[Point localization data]
________________

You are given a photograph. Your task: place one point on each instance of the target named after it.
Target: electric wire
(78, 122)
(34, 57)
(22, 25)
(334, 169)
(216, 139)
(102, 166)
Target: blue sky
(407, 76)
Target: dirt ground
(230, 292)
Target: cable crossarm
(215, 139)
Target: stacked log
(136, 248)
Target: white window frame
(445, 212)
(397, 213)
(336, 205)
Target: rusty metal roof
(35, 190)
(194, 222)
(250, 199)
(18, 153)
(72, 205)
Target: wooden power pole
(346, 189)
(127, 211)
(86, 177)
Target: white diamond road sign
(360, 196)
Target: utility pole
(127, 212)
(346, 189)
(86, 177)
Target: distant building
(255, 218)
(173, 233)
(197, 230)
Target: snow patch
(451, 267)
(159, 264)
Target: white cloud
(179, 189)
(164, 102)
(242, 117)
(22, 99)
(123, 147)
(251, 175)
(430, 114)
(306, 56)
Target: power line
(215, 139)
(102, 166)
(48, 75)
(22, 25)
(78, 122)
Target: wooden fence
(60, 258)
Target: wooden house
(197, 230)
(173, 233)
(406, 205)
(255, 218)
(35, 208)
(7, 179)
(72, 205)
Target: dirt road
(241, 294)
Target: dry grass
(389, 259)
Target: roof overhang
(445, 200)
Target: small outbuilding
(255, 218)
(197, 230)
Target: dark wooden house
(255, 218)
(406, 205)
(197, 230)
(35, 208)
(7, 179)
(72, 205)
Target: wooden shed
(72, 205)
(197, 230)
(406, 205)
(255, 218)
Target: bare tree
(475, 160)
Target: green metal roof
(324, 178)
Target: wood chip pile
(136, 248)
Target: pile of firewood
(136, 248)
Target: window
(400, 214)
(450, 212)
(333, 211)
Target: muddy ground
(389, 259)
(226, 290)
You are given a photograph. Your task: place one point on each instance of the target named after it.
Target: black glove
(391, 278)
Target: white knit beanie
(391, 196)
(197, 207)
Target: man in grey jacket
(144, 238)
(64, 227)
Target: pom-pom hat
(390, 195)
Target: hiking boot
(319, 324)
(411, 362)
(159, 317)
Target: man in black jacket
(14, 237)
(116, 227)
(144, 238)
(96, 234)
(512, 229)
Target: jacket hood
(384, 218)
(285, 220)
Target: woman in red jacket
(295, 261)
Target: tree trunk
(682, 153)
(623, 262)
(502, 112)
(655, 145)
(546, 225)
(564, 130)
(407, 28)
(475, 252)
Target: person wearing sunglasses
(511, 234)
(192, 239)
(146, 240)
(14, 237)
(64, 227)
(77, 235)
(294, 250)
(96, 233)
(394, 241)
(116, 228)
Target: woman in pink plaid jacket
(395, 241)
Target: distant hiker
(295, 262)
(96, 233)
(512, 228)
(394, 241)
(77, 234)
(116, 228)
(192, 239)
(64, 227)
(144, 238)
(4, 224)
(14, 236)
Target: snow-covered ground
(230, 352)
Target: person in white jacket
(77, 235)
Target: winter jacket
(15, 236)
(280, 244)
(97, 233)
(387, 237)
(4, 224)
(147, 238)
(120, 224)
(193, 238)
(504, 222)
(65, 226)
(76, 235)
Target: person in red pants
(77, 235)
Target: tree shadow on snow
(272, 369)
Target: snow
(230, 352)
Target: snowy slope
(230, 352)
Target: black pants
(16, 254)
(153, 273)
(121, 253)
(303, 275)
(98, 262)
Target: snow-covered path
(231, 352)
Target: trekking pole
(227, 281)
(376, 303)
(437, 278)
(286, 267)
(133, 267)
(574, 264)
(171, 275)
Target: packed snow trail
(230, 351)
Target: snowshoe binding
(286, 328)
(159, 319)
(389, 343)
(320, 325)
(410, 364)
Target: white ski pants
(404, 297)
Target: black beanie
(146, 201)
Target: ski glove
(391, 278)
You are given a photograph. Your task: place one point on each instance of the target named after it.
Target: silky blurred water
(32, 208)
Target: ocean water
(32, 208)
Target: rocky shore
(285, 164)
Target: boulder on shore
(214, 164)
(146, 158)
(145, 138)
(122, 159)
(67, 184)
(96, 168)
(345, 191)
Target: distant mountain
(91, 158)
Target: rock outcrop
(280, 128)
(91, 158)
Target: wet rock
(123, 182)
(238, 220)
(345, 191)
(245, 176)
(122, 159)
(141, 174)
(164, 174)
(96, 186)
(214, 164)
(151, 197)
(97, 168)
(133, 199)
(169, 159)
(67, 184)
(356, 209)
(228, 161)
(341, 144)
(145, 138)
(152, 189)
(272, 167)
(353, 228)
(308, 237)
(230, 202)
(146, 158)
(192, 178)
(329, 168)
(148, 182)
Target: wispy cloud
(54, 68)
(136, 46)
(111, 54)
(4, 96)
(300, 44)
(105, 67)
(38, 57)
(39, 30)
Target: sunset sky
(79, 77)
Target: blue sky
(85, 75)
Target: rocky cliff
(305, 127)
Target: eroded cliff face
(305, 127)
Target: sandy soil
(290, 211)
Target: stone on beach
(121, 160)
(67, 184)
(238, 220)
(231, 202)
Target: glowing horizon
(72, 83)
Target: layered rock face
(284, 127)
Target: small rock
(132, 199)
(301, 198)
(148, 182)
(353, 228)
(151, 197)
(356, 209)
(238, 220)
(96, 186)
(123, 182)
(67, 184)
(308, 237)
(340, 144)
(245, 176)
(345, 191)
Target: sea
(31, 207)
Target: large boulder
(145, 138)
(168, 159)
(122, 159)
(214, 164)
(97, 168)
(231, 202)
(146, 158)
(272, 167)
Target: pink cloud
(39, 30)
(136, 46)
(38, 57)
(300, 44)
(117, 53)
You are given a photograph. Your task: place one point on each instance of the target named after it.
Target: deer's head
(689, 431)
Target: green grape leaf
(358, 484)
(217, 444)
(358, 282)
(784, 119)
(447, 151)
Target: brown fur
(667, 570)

________________

- DESCRIPTION OF THE TASK
Every entry above needs to be copied exactly.

- EXERCISE RESPONSE
You are given a photograph. Your task: place one point on each instance of the target named after it.
Target: electric wire
(78, 122)
(34, 57)
(22, 25)
(334, 169)
(216, 139)
(102, 166)
Target: blue sky
(407, 76)
Target: dirt ground
(230, 292)
Target: cable crossarm
(215, 139)
Target: stacked log
(136, 248)
Target: white window frame
(445, 212)
(397, 213)
(336, 205)
Target: rusty metal roof
(35, 190)
(194, 222)
(250, 199)
(18, 153)
(72, 205)
Target: wooden power pole
(346, 189)
(127, 211)
(86, 177)
Target: white diamond road sign
(360, 196)
Target: utility pole
(127, 212)
(346, 189)
(86, 177)
Target: distant building
(255, 218)
(173, 233)
(197, 230)
Target: snow patch
(451, 267)
(159, 264)
Target: white cloud
(179, 189)
(164, 102)
(242, 117)
(22, 99)
(123, 147)
(251, 175)
(430, 114)
(306, 56)
Target: power line
(215, 139)
(102, 166)
(48, 75)
(22, 25)
(78, 122)
Target: wooden fence
(60, 258)
Target: wooden house
(197, 230)
(173, 233)
(406, 205)
(255, 218)
(35, 208)
(7, 179)
(72, 205)
Target: dirt road
(241, 294)
Target: dry grass
(389, 259)
Target: roof overhang
(445, 200)
Target: small outbuilding
(255, 218)
(197, 230)
Target: dark wooden house
(255, 218)
(406, 205)
(197, 230)
(35, 208)
(7, 179)
(72, 205)
Target: wooden shed
(72, 205)
(197, 230)
(406, 205)
(255, 218)
Target: bare tree
(475, 160)
Target: green metal roof
(324, 178)
Target: wood chip pile
(136, 248)
Target: pile of firewood
(136, 248)
Target: window
(400, 214)
(450, 212)
(333, 211)
Target: muddy ground
(389, 259)
(226, 290)
You are given a photograph. Your task: place one point on each instance of the target named after it.
Target: black glove
(391, 278)
Target: white knit beanie
(391, 196)
(197, 207)
Target: man in grey jacket
(144, 238)
(64, 227)
Target: pom-pom hat
(390, 195)
Target: hiking boot
(319, 324)
(411, 362)
(159, 317)
Target: man in black jacket
(14, 237)
(116, 227)
(144, 238)
(96, 234)
(512, 229)
Target: jacket hood
(384, 218)
(285, 220)
Target: woman in red jacket
(295, 261)
Target: tree trunk
(682, 153)
(623, 262)
(502, 112)
(655, 145)
(546, 225)
(564, 130)
(407, 28)
(475, 252)
Target: person wearing sunglasses
(511, 234)
(192, 239)
(146, 240)
(14, 237)
(64, 227)
(77, 235)
(294, 250)
(96, 233)
(394, 241)
(116, 228)
Target: woman in pink plaid jacket
(395, 241)
Target: distant hiker
(295, 262)
(96, 233)
(512, 228)
(394, 241)
(77, 234)
(116, 228)
(192, 239)
(64, 227)
(144, 238)
(4, 224)
(14, 236)
Target: snow-covered ground
(230, 352)
Target: person in white jacket
(77, 235)
Target: winter jacket
(15, 236)
(280, 244)
(97, 233)
(387, 237)
(4, 224)
(147, 238)
(120, 224)
(193, 238)
(504, 222)
(65, 226)
(76, 235)
Target: person in red pants
(77, 235)
Target: tree shadow on snow
(272, 369)
Target: snow
(230, 352)
Target: snowy slope
(230, 352)
Target: black pants
(16, 254)
(153, 273)
(121, 253)
(303, 275)
(98, 262)
Target: snow-covered path
(231, 352)
Target: trekking pole
(227, 281)
(376, 303)
(437, 278)
(286, 267)
(133, 267)
(574, 264)
(171, 275)
Target: packed snow trail
(230, 351)
Target: snowshoe binding
(286, 328)
(159, 319)
(389, 343)
(320, 325)
(410, 364)
Target: white ski pants
(404, 297)
Target: black beanie
(146, 201)
Target: ski glove
(391, 278)
You are given a photograph. Your task: place one point on each instance of the target named after it.
Target: silky blurred water
(32, 208)
Target: ocean water
(32, 208)
Target: rocky shore
(285, 164)
Target: boulder on shore
(214, 164)
(146, 158)
(145, 138)
(122, 159)
(67, 184)
(96, 168)
(345, 191)
Target: distant mountain
(91, 158)
Target: rock outcrop
(280, 128)
(91, 158)
Target: wet rock
(123, 182)
(238, 220)
(345, 191)
(245, 176)
(122, 159)
(141, 174)
(164, 174)
(96, 186)
(214, 164)
(151, 197)
(97, 168)
(133, 199)
(169, 159)
(67, 184)
(356, 209)
(228, 161)
(341, 144)
(145, 138)
(152, 189)
(272, 167)
(353, 228)
(308, 237)
(230, 202)
(146, 158)
(192, 178)
(329, 168)
(148, 182)
Target: wispy cloud
(54, 68)
(136, 46)
(111, 54)
(4, 96)
(300, 44)
(105, 67)
(38, 57)
(39, 30)
Target: sunset sky
(79, 77)
Target: blue sky
(85, 75)
Target: rocky cliff
(305, 127)
Target: eroded cliff face
(305, 127)
Target: sandy soil
(290, 211)
Target: stone on beach
(121, 160)
(67, 184)
(238, 220)
(231, 202)
Target: glowing horizon
(72, 83)
Target: layered rock face
(284, 127)
Target: small rock
(132, 199)
(301, 198)
(148, 182)
(353, 228)
(151, 197)
(356, 209)
(238, 220)
(96, 186)
(123, 182)
(67, 184)
(308, 237)
(340, 144)
(245, 176)
(345, 191)
Target: sea
(31, 207)
Target: large boulder
(145, 138)
(168, 159)
(122, 159)
(214, 164)
(97, 168)
(231, 202)
(146, 158)
(272, 167)
Target: pink cloud
(39, 30)
(136, 46)
(38, 57)
(300, 44)
(117, 53)
You are given a photograph. Your task: place one point on each instance of the target named after it.
Target: deer's head
(689, 431)
Target: green grape leaf
(358, 484)
(217, 444)
(358, 282)
(784, 119)
(447, 151)
Target: brown fur
(667, 570)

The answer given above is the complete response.